▶ [Text shown]
========
Turkowski opened up with a B.A.R. and Japanese soldiers crumpled and pitched forward like dominos. Black shouldered his carbine and started firing, not counting his rounds. The number one gunner jumped to the machine gun and in a flash it was rattling like some giant rattlesnake, lacing the night with red tracers.
Black swore to himself and kept firing, wishing the machine gunner hadn't opened up. As soon as the Japanese located the automatic weapon they would go for it. By now the entire line of entrenched Marines was firing everything it had, heating up their gun barrels, their tracer bullets weaving a tapestry of red in the night.
Still the Japanese came. Then something went wrong on the left flank. Japanese soldiers started pouring through the line and came up behind Black. His carbine stopped firing.
"I don't know if I had used all my ammo or it had jammed," says Black. "I was on my knees. Just about the time I reached to pull the bolt back and check it, a Jap dived right on top of me."
========
▶ [Extracted records]

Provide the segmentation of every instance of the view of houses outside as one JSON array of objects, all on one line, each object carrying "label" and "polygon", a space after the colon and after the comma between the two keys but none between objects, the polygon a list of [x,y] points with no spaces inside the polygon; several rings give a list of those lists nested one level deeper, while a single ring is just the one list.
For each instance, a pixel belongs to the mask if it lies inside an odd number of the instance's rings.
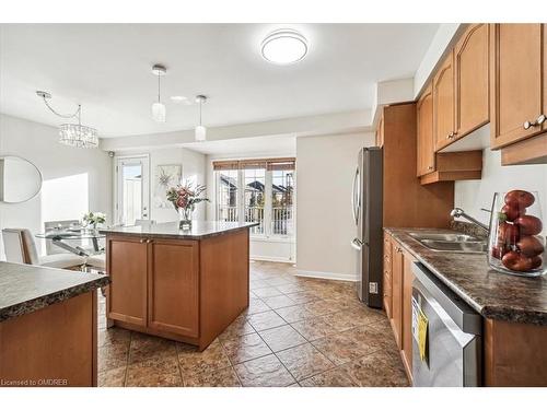
[{"label": "view of houses outside", "polygon": [[[238,221],[237,192],[240,189],[238,172],[236,169],[218,172],[217,215],[221,221]],[[266,212],[266,175],[271,177],[270,226],[267,230]],[[245,222],[258,222],[259,225],[252,230],[255,235],[283,235],[293,234],[293,171],[242,171],[243,218]]]}]

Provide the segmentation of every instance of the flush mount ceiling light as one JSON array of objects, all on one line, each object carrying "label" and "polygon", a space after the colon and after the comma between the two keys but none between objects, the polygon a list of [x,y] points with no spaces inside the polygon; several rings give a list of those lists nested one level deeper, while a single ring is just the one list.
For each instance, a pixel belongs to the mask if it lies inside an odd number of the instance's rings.
[{"label": "flush mount ceiling light", "polygon": [[172,95],[171,101],[175,104],[185,104],[185,105],[190,105],[190,101],[186,98],[184,95]]},{"label": "flush mount ceiling light", "polygon": [[196,141],[205,141],[207,138],[207,128],[201,125],[201,106],[207,102],[205,95],[196,95],[196,103],[199,104],[199,126],[196,127],[195,138]]},{"label": "flush mount ceiling light", "polygon": [[165,122],[165,104],[161,101],[160,78],[167,73],[167,69],[162,65],[152,67],[152,74],[158,75],[158,101],[152,103],[152,118],[156,122]]},{"label": "flush mount ceiling light", "polygon": [[306,38],[294,30],[281,28],[270,33],[261,43],[263,57],[276,65],[290,65],[307,54]]},{"label": "flush mount ceiling light", "polygon": [[95,128],[82,126],[81,105],[78,105],[78,109],[73,114],[59,114],[48,103],[48,99],[51,98],[51,94],[45,91],[36,91],[36,95],[44,99],[46,107],[56,116],[60,118],[78,118],[78,124],[61,124],[59,126],[59,142],[61,144],[75,148],[98,147],[97,130]]}]

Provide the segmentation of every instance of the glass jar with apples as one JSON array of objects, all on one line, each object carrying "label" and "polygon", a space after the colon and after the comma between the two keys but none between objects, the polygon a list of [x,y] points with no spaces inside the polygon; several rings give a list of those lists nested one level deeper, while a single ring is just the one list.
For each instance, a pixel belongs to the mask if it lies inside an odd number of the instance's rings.
[{"label": "glass jar with apples", "polygon": [[536,191],[496,192],[488,263],[499,272],[538,277],[547,272],[542,207]]}]

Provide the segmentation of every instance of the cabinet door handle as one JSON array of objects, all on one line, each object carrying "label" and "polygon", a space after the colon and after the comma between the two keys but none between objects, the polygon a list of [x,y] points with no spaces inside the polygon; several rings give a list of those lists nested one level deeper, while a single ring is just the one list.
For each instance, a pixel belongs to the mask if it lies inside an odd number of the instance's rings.
[{"label": "cabinet door handle", "polygon": [[545,122],[545,120],[547,119],[547,117],[542,114],[539,115],[539,117],[536,118],[535,121],[524,121],[524,124],[522,125],[524,127],[524,129],[529,129],[531,127],[538,127],[540,126],[542,124]]}]

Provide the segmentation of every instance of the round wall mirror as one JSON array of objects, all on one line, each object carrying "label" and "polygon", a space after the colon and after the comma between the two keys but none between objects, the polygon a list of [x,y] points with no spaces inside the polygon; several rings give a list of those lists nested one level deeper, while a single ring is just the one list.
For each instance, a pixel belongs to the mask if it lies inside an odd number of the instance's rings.
[{"label": "round wall mirror", "polygon": [[20,156],[0,156],[0,202],[19,203],[38,195],[42,174],[36,165]]}]

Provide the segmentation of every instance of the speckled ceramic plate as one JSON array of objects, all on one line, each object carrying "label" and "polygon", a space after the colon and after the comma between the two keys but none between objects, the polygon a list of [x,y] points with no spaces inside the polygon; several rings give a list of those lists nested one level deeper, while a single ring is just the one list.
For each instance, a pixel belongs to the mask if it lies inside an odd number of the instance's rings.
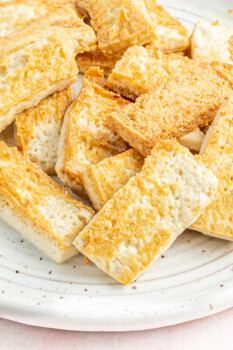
========
▶ [Work required] Translate this sentence from the battle account into Spanish: "Black swore to himself and kept firing, wishing the machine gunner hadn't opened up."

▶ [Solution to the exercise] Black maldijo para sí y siguió disparando, deseando que el ametrallador no hubiera abierto fuego.